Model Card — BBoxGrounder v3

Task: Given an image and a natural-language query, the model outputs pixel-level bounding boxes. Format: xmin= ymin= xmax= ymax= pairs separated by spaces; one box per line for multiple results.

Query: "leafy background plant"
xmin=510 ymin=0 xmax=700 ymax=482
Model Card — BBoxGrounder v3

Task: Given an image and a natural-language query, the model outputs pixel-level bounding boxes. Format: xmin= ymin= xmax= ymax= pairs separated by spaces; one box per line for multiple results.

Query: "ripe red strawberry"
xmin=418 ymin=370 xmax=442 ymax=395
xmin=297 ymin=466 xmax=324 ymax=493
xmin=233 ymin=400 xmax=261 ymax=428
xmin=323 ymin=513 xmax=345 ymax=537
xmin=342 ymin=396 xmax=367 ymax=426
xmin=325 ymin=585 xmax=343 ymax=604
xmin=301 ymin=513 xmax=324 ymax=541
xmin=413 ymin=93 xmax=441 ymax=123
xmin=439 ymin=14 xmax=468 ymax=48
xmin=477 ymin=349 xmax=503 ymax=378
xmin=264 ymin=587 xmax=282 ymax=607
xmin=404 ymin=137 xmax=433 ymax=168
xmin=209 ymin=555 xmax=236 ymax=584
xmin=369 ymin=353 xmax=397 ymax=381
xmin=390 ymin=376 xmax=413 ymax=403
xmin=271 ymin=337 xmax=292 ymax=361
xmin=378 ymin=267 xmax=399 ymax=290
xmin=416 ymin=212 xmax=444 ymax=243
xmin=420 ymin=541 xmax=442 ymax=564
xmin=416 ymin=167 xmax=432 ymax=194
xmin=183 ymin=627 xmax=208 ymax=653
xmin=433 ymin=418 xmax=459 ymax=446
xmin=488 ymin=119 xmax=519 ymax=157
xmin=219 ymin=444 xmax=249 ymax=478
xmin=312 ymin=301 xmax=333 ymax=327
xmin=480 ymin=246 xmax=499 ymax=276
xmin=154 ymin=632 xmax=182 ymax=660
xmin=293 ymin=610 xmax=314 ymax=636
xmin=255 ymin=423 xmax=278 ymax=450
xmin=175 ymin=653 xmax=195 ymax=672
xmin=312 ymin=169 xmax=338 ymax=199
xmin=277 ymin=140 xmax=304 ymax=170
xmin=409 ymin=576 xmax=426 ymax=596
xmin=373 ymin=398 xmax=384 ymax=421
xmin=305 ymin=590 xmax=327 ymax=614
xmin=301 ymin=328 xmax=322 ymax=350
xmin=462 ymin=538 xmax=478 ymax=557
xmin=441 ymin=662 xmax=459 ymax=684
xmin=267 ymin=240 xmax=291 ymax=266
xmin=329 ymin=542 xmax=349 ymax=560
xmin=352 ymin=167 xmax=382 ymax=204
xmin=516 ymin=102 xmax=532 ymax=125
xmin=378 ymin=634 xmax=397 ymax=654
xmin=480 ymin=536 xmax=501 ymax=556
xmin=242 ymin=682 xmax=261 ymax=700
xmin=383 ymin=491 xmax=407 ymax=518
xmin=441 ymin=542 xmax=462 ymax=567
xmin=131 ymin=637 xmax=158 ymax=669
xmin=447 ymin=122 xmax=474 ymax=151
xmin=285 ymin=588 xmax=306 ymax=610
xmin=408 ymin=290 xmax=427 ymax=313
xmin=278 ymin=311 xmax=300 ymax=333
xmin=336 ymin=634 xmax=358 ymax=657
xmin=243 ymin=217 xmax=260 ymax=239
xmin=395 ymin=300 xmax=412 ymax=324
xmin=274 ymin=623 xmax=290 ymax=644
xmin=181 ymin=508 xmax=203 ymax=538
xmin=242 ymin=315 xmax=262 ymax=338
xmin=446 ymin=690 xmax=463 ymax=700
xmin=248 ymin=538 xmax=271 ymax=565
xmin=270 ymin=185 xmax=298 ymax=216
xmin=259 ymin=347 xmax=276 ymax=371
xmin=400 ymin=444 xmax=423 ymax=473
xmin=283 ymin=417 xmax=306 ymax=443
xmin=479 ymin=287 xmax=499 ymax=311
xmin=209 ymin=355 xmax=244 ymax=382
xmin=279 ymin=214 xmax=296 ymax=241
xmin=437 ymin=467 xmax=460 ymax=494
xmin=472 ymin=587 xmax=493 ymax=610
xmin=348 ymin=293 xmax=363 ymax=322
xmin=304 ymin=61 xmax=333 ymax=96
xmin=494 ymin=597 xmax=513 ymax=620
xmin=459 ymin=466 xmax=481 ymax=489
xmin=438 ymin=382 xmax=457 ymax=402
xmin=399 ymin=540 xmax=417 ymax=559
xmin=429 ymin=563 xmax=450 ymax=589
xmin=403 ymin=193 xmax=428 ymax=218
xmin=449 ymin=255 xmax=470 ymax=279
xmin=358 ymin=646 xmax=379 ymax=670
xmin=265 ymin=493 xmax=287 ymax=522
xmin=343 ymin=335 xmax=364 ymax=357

### ABOUT THIS EXERCISE
What this exercise asks for is the data above, retyped exactly.

### WORKED SOLUTION
Model Card — BBoxGrounder v3

Task: Given an image and a natural-language query, the model outputs pixel-level bounding boxes. Format: xmin= ymin= xmax= ymax= pairs separated by spaces; one box per line for multiple results.

Query: "leafy background plant"
xmin=510 ymin=0 xmax=700 ymax=482
Model Card — BBoxGrounder v3

Task: Given an image and a natural-language query, the model outputs pixel-level bounding boxes. Format: xmin= ymin= xmax= ymax= pairs separated by spaces; one box per line for multiple results.

Query: "ripe red strawberry"
xmin=418 ymin=370 xmax=442 ymax=395
xmin=297 ymin=466 xmax=324 ymax=493
xmin=233 ymin=400 xmax=261 ymax=428
xmin=323 ymin=513 xmax=345 ymax=537
xmin=342 ymin=396 xmax=367 ymax=426
xmin=325 ymin=585 xmax=343 ymax=604
xmin=301 ymin=513 xmax=324 ymax=541
xmin=413 ymin=93 xmax=441 ymax=123
xmin=439 ymin=14 xmax=468 ymax=48
xmin=477 ymin=349 xmax=503 ymax=378
xmin=264 ymin=587 xmax=282 ymax=607
xmin=404 ymin=137 xmax=433 ymax=168
xmin=209 ymin=555 xmax=236 ymax=584
xmin=369 ymin=353 xmax=397 ymax=381
xmin=390 ymin=376 xmax=413 ymax=403
xmin=271 ymin=337 xmax=292 ymax=361
xmin=378 ymin=267 xmax=399 ymax=290
xmin=416 ymin=212 xmax=444 ymax=243
xmin=420 ymin=541 xmax=442 ymax=564
xmin=416 ymin=167 xmax=432 ymax=194
xmin=183 ymin=627 xmax=208 ymax=653
xmin=433 ymin=418 xmax=459 ymax=446
xmin=488 ymin=119 xmax=519 ymax=157
xmin=219 ymin=444 xmax=249 ymax=478
xmin=312 ymin=301 xmax=333 ymax=327
xmin=480 ymin=246 xmax=499 ymax=276
xmin=154 ymin=632 xmax=182 ymax=660
xmin=293 ymin=610 xmax=314 ymax=636
xmin=255 ymin=423 xmax=278 ymax=450
xmin=175 ymin=653 xmax=195 ymax=672
xmin=312 ymin=169 xmax=338 ymax=199
xmin=277 ymin=140 xmax=304 ymax=170
xmin=409 ymin=576 xmax=426 ymax=596
xmin=373 ymin=398 xmax=384 ymax=421
xmin=305 ymin=590 xmax=327 ymax=614
xmin=301 ymin=328 xmax=322 ymax=350
xmin=462 ymin=538 xmax=478 ymax=557
xmin=441 ymin=662 xmax=459 ymax=684
xmin=267 ymin=240 xmax=291 ymax=266
xmin=329 ymin=542 xmax=349 ymax=560
xmin=352 ymin=167 xmax=382 ymax=204
xmin=516 ymin=102 xmax=532 ymax=125
xmin=378 ymin=634 xmax=397 ymax=654
xmin=480 ymin=536 xmax=501 ymax=556
xmin=242 ymin=682 xmax=261 ymax=700
xmin=383 ymin=491 xmax=407 ymax=518
xmin=441 ymin=542 xmax=462 ymax=567
xmin=131 ymin=637 xmax=158 ymax=669
xmin=447 ymin=122 xmax=474 ymax=151
xmin=285 ymin=588 xmax=306 ymax=610
xmin=408 ymin=290 xmax=427 ymax=313
xmin=278 ymin=311 xmax=300 ymax=333
xmin=336 ymin=634 xmax=358 ymax=657
xmin=243 ymin=217 xmax=260 ymax=239
xmin=395 ymin=300 xmax=412 ymax=324
xmin=274 ymin=623 xmax=290 ymax=644
xmin=181 ymin=508 xmax=203 ymax=538
xmin=242 ymin=315 xmax=262 ymax=338
xmin=446 ymin=690 xmax=463 ymax=700
xmin=248 ymin=538 xmax=271 ymax=565
xmin=270 ymin=185 xmax=298 ymax=216
xmin=259 ymin=347 xmax=276 ymax=371
xmin=400 ymin=444 xmax=423 ymax=473
xmin=283 ymin=417 xmax=306 ymax=443
xmin=479 ymin=287 xmax=499 ymax=311
xmin=209 ymin=355 xmax=244 ymax=382
xmin=279 ymin=214 xmax=296 ymax=241
xmin=437 ymin=467 xmax=460 ymax=494
xmin=472 ymin=587 xmax=493 ymax=610
xmin=348 ymin=293 xmax=363 ymax=322
xmin=304 ymin=61 xmax=333 ymax=96
xmin=494 ymin=597 xmax=513 ymax=620
xmin=459 ymin=466 xmax=481 ymax=489
xmin=438 ymin=382 xmax=457 ymax=402
xmin=399 ymin=540 xmax=417 ymax=559
xmin=429 ymin=563 xmax=450 ymax=589
xmin=403 ymin=193 xmax=428 ymax=218
xmin=449 ymin=255 xmax=470 ymax=279
xmin=358 ymin=646 xmax=379 ymax=670
xmin=265 ymin=493 xmax=287 ymax=522
xmin=343 ymin=335 xmax=364 ymax=357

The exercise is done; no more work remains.